- **WRITTEN PROBLEM**:
Replace "foal" with "colt" in the rows from the line holding "Which region of the image contains the black mane?" through the end of the rows, inclusive, and return only those lines with nothing else changed.

[Saved data entries]
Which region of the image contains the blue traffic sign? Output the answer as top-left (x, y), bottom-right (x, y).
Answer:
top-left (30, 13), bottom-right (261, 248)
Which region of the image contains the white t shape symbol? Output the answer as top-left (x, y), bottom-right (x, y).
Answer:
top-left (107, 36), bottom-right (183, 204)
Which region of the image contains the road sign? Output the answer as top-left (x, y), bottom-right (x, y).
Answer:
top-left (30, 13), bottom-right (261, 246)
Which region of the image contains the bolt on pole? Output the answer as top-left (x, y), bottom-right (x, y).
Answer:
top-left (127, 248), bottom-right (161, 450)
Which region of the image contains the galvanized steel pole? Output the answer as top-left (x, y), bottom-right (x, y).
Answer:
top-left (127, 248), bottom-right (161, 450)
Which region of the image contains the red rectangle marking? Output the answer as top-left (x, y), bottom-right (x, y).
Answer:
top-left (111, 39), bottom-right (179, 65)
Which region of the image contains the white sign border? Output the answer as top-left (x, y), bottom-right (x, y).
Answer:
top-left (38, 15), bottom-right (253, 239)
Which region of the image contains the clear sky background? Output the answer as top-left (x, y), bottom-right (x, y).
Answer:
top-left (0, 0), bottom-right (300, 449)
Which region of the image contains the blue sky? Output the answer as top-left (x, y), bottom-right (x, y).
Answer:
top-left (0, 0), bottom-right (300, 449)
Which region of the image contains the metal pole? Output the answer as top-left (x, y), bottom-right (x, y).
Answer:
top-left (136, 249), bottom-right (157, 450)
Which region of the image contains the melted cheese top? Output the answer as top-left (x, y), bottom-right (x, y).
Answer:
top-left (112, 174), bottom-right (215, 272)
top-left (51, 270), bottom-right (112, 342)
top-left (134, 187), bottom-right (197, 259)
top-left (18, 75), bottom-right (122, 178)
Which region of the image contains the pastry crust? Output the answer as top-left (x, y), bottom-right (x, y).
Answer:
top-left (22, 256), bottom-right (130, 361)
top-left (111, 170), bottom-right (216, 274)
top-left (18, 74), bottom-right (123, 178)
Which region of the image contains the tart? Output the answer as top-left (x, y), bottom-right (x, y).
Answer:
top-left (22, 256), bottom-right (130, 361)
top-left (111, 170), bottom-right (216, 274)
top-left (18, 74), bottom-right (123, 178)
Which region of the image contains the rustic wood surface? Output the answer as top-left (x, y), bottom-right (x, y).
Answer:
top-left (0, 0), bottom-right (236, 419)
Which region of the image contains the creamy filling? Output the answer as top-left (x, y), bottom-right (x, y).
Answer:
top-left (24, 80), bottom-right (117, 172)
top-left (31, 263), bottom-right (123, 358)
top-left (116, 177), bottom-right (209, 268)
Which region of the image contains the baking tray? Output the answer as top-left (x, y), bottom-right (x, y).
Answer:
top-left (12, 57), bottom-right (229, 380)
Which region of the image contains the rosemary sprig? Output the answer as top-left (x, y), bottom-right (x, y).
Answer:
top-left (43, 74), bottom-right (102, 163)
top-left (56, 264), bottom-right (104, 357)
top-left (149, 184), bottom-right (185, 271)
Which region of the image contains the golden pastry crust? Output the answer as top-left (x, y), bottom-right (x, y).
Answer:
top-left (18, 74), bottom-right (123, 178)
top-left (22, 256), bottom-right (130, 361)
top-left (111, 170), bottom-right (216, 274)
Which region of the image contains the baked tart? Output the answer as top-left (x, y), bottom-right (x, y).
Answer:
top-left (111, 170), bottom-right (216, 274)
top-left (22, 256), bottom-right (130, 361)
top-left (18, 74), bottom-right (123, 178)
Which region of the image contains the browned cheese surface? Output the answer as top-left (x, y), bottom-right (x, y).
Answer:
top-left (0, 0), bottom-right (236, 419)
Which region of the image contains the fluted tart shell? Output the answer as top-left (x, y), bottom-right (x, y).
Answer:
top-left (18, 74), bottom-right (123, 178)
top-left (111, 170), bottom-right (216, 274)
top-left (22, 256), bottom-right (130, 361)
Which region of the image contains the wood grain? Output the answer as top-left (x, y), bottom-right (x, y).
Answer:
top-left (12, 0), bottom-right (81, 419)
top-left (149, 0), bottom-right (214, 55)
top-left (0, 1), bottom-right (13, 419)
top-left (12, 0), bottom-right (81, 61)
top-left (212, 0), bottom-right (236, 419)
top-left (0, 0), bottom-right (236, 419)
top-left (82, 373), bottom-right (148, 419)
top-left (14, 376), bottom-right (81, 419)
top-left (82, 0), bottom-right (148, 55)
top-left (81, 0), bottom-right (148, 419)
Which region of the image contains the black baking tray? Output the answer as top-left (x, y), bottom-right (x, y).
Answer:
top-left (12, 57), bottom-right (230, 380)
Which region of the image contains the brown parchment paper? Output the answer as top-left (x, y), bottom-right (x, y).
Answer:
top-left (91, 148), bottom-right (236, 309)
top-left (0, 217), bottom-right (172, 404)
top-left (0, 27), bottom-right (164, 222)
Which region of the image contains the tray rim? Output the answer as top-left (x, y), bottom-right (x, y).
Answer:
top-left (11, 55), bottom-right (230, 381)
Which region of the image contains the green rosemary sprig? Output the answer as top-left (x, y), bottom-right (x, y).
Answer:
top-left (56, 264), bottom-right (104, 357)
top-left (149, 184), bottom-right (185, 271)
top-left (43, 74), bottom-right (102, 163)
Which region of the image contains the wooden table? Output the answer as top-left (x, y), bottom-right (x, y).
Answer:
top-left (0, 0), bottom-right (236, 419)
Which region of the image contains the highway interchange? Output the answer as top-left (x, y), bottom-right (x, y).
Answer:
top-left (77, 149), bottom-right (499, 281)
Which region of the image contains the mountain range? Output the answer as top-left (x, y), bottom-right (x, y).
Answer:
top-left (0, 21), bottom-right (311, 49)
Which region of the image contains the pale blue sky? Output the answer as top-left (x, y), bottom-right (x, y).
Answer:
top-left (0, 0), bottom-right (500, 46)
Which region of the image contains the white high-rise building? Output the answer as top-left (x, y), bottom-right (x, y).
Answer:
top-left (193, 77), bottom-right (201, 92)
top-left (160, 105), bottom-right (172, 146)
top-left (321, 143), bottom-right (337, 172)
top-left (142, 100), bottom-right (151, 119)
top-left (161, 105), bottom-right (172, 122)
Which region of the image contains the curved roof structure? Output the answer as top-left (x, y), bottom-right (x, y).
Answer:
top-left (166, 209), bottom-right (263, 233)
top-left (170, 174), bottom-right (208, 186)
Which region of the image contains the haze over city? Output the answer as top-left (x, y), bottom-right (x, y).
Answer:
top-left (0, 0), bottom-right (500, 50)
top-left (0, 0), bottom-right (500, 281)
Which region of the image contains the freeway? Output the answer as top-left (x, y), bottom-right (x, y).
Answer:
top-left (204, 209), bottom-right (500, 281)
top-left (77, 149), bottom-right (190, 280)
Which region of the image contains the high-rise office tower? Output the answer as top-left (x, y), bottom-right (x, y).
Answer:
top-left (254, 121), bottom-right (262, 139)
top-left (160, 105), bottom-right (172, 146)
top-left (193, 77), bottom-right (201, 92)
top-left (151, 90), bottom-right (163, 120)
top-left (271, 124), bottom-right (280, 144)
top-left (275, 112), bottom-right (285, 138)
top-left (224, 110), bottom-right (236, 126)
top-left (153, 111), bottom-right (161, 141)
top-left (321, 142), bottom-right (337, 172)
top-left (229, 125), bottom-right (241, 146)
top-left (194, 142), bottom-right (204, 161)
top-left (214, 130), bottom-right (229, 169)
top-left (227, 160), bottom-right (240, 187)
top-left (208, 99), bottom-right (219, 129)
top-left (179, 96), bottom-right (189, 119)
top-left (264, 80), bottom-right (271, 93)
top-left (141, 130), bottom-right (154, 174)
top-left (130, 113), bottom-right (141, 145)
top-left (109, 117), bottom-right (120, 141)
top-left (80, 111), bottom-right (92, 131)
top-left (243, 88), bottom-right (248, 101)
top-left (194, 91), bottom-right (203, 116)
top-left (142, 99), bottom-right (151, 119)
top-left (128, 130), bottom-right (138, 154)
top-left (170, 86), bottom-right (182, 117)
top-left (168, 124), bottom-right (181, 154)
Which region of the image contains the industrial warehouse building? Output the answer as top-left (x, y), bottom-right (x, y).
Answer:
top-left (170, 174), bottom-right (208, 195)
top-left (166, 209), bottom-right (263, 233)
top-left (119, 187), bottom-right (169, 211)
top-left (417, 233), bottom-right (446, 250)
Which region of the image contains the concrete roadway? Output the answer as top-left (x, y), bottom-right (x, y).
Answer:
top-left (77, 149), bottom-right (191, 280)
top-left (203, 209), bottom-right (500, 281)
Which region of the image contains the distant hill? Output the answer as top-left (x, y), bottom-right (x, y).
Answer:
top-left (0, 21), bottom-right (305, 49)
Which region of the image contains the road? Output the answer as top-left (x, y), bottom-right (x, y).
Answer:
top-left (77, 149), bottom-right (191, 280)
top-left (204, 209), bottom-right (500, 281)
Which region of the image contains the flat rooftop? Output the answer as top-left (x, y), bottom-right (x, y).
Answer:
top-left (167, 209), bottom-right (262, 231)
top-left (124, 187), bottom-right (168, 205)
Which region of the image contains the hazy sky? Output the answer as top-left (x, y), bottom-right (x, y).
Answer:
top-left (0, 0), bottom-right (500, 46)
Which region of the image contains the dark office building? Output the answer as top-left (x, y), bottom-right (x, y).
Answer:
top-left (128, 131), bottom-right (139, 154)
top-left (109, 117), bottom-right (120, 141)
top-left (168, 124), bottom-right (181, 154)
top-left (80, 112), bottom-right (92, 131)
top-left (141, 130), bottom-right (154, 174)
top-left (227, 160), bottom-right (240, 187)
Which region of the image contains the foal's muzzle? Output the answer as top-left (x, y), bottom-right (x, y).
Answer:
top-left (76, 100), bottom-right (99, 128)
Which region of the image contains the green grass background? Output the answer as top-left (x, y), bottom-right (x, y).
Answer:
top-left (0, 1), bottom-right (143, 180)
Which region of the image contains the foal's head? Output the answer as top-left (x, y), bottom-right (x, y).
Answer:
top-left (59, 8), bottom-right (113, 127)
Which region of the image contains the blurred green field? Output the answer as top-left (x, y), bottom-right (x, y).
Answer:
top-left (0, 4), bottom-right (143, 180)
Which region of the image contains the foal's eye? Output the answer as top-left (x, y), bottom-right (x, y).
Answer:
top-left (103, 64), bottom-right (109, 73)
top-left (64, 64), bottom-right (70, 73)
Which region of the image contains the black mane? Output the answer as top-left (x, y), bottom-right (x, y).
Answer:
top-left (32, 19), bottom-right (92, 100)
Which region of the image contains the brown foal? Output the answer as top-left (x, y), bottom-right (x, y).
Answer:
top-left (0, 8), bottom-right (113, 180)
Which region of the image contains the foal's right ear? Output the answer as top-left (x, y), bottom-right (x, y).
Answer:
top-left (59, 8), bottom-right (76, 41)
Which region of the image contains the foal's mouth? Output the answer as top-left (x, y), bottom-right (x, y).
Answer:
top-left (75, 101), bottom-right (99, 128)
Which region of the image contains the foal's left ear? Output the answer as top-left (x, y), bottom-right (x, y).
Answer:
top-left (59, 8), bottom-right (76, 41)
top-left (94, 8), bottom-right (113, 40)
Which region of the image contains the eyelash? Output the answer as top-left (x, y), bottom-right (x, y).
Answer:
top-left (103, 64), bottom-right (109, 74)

- **REPLY**:
Which region of the image contains the black mane? Output the answer as top-left (x, y), bottom-right (x, y).
Answer:
top-left (32, 19), bottom-right (92, 100)
Which region of the image contains the brown colt? Output the answer as top-left (x, y), bottom-right (x, y).
Answer:
top-left (0, 8), bottom-right (113, 180)
Which region of the image contains the colt's right ear? Output the answer as top-left (x, y), bottom-right (x, y).
Answer:
top-left (59, 8), bottom-right (76, 41)
Which region of the image contains the colt's mouth? Output the answer as top-left (x, y), bottom-right (x, y).
Answer:
top-left (75, 101), bottom-right (99, 128)
Which region of the image contains the colt's left ear? Output the answer as top-left (x, y), bottom-right (x, y).
Answer:
top-left (59, 8), bottom-right (76, 41)
top-left (94, 8), bottom-right (113, 40)
Which region of the image contains the eyelash? Output the answer as top-left (x, y), bottom-right (x, y).
Answer:
top-left (103, 64), bottom-right (109, 74)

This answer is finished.